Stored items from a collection
┏━━

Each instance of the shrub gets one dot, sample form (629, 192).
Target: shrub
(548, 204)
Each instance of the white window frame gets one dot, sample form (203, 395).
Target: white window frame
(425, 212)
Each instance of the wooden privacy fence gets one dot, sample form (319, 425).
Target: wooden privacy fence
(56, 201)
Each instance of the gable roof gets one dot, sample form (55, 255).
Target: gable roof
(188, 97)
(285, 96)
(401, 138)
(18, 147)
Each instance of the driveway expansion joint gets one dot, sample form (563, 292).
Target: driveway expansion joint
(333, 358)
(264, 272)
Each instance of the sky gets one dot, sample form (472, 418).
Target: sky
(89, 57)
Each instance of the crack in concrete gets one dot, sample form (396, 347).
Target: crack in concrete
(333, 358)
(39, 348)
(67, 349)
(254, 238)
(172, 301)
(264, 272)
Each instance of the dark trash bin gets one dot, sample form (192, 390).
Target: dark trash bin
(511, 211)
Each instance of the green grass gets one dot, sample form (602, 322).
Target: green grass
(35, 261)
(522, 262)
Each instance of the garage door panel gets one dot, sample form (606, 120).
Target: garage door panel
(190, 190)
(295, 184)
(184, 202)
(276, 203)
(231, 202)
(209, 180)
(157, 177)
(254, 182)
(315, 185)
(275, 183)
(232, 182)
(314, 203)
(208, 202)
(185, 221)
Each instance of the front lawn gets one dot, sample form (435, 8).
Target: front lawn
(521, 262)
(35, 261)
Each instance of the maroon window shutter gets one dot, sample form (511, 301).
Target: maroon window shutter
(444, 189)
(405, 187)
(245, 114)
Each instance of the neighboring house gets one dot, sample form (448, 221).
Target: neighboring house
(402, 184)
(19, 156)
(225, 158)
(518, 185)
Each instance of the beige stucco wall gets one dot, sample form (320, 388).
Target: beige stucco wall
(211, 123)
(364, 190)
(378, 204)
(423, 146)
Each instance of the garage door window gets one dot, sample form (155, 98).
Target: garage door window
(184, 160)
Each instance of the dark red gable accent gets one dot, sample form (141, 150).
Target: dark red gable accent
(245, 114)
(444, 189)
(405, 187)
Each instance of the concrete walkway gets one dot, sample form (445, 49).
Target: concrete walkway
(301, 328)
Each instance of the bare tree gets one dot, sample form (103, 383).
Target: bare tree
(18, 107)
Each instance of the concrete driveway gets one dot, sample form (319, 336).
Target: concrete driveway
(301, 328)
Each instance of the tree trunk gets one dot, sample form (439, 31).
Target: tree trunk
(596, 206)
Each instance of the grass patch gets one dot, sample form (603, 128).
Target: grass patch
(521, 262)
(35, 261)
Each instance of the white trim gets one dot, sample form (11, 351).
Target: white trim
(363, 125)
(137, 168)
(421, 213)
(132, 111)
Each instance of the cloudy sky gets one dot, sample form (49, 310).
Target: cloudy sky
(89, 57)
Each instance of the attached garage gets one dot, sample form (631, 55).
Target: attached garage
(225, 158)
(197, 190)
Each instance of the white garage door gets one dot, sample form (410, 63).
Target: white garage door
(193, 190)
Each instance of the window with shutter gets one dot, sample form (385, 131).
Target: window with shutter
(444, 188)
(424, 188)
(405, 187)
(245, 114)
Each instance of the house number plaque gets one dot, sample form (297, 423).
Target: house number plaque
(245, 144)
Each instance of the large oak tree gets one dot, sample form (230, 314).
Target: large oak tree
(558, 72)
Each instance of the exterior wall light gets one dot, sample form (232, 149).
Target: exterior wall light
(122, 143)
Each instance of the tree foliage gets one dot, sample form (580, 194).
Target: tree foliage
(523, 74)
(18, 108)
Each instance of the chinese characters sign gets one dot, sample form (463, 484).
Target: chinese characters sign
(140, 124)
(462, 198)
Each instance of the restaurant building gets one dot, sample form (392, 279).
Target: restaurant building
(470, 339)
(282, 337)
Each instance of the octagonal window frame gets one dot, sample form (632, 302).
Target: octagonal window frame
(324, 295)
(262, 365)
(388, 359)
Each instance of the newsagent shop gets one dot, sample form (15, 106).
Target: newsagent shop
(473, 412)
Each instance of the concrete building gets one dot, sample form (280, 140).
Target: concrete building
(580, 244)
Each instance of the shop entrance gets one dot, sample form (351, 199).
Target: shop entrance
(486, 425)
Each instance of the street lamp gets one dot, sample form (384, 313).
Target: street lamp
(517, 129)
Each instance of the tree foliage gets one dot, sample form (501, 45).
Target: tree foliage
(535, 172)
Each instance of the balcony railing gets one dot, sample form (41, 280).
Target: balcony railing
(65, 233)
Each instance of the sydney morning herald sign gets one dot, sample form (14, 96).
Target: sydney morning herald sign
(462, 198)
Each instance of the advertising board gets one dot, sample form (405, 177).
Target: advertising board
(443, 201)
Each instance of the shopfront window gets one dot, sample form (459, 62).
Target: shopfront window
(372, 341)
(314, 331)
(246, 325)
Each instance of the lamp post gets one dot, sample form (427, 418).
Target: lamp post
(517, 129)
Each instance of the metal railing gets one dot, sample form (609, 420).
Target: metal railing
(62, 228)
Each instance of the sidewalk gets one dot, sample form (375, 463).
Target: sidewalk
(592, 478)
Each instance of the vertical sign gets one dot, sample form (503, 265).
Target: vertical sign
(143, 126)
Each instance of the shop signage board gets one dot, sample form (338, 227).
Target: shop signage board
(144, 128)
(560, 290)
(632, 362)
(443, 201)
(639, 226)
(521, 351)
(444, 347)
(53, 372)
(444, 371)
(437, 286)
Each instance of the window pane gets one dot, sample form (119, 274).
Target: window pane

┗━━

▸ **ASSIGNMENT**: Extract all the entries word for word.

▸ **RESULT OF THIS TASK**:
Each instance of the shrub gets one dot, sample form (629, 192).
Target: shrub
(548, 204)
Each instance of the white window frame gets one dot, sample form (203, 395).
Target: white window frame
(425, 212)
Each instance of the wooden privacy fence gets one dot, sample form (319, 425).
Target: wooden privacy fence
(56, 201)
Each instance of the gable roof gets one dot, sample form (55, 255).
Target: gable roof
(188, 97)
(285, 96)
(401, 138)
(18, 147)
Each instance of the driveway expansion joint gets one dot, sample form (563, 292).
Target: driveway expansion joint
(333, 358)
(264, 272)
Each instance of the sky gets one dot, sample form (472, 418).
Target: sky
(89, 57)
Each instance of the crack in concrete gets one dot, sample form (396, 347).
Target: crack in concrete
(333, 358)
(39, 348)
(67, 349)
(254, 238)
(172, 301)
(264, 272)
Each instance of the dark trash bin gets one dot, sample form (192, 390).
Target: dark trash bin
(511, 211)
Each instance of the green grass gets one dot, sample form (602, 322).
Target: green grass
(35, 261)
(522, 262)
Each instance of the garage door panel gets one dot, sample form (606, 120).
Target: garage door panel
(190, 190)
(295, 184)
(184, 202)
(276, 203)
(231, 202)
(209, 180)
(157, 177)
(254, 182)
(315, 185)
(275, 183)
(232, 182)
(314, 203)
(208, 202)
(185, 221)
Each instance of the front lawn gets one dot, sample form (435, 8).
Target: front lawn
(521, 262)
(35, 261)
Each instance of the maroon window shutter gets one dot, sample form (511, 301).
Target: maroon window shutter
(444, 189)
(405, 187)
(245, 114)
Each instance of the neighboring house gets one dot, sample form (448, 221).
Target: neighboring house
(402, 184)
(19, 156)
(225, 158)
(518, 185)
Each instance of the beige stucco wall gets one dot, sample form (320, 388).
Target: beige stucco wall
(211, 123)
(364, 190)
(378, 204)
(423, 146)
Each instance of the garage door window gets one dot, sample form (155, 98).
Target: garage door window
(184, 160)
Each instance of the dark red gable accent gets one dot, sample form (141, 150).
Target: dark red gable accent
(245, 114)
(444, 189)
(405, 187)
Each instance of the concrete walkway gets one dot, sample form (445, 49).
Target: concrete walkway
(301, 328)
Each instance of the bare tree gets one dot, sample form (103, 383).
Target: bare tree
(18, 107)
Each instance of the concrete driveway gets one dot, sample form (319, 336).
Target: concrete driveway
(301, 328)
Each instance of the tree trunk gets one dot, sample form (439, 31).
Target: tree trunk
(596, 206)
Each instance of the grass patch gets one dot, sample form (603, 128).
Target: grass patch
(521, 262)
(35, 261)
Each instance of the white trim gets one dot, sample form (11, 351).
Target: white trim
(363, 125)
(137, 168)
(421, 213)
(132, 111)
Each instance of the cloudy sky gets one dot, sample form (49, 310).
Target: cloudy sky
(89, 57)
Each instance of the attached garage gets one dot, sample form (631, 55).
Target: attached garage
(225, 158)
(197, 190)
Each instance of the white garage door gets one dot, sample form (410, 63).
Target: white garage door
(193, 190)
Each instance of the window with shutter gets one dot, sample form (385, 131).
Target: window with shutter
(444, 188)
(424, 188)
(405, 187)
(245, 114)
Each instance of the house number plaque gets one dot, sample form (297, 423).
Target: house number plaque
(245, 144)
Each instance of the large oak tree gets one dot, sample form (230, 314).
Target: large oak tree
(558, 72)
Each instance of the exterior wall light gets one dot, sample form (232, 149).
Target: exterior wall light
(122, 143)
Each instance of the tree foliage gets one dot, sample form (580, 194).
Target: tree foliage
(523, 74)
(18, 108)
Each instance of the chinese characters sign gets one dot, sample form (463, 484).
Target: chinese characters sign
(140, 124)
(462, 198)
Each instance of the restaurant building gets one dot, sample form (392, 279).
Target: restaurant building
(470, 339)
(282, 337)
Each instance of the octagonal window frame gets one dot, sample form (632, 302).
Target: octagonal window frame
(324, 295)
(262, 365)
(388, 359)
Each instance of the newsagent shop gets one dot, sample form (15, 106).
Target: newsagent shop
(473, 412)
Each instance of the concrete building gets one dot, sample form (280, 140).
Target: concrete building
(580, 244)
Each instance of the shop entrance gets one dot, sample form (351, 199).
Target: shop entrance
(486, 425)
Each instance of the street lamp gets one dot, sample form (384, 313).
Target: street lamp
(517, 129)
Each instance of the tree foliage gets one dot, sample form (501, 45).
Target: tree foliage
(535, 172)
Each instance of the balcony railing gets one dot, sample form (41, 280).
Target: balcony railing
(65, 233)
Each instance of the sydney morning herald sign gets one dot, sample form (14, 96).
Target: sydney morning herald sign
(462, 198)
Each instance of the advertising board gets one dot, sample form (405, 177).
Target: advertising board
(443, 201)
Each instance of the shopfront window gets one dot, sample form (459, 62).
Target: shopfront window
(372, 341)
(314, 331)
(246, 325)
Each instance of the lamp post gets one dot, sample form (427, 418).
Target: lamp post
(517, 129)
Each instance of the metal railing gets one dot, sample form (609, 420).
Target: metal railing
(62, 228)
Each instance of the sidewalk gets one dot, sample form (375, 463).
Target: sidewalk
(592, 478)
Each instance of the vertical sign gets one dot, sample form (503, 265).
Target: vertical sign
(143, 126)
Each instance of the shop signage board gets one dot, sample form (338, 227).
Target: shop signage board
(144, 128)
(560, 290)
(632, 362)
(443, 201)
(639, 226)
(521, 351)
(444, 347)
(53, 372)
(444, 371)
(437, 286)
Each instance of the window pane gets one dot, sample form (119, 274).
Target: window pane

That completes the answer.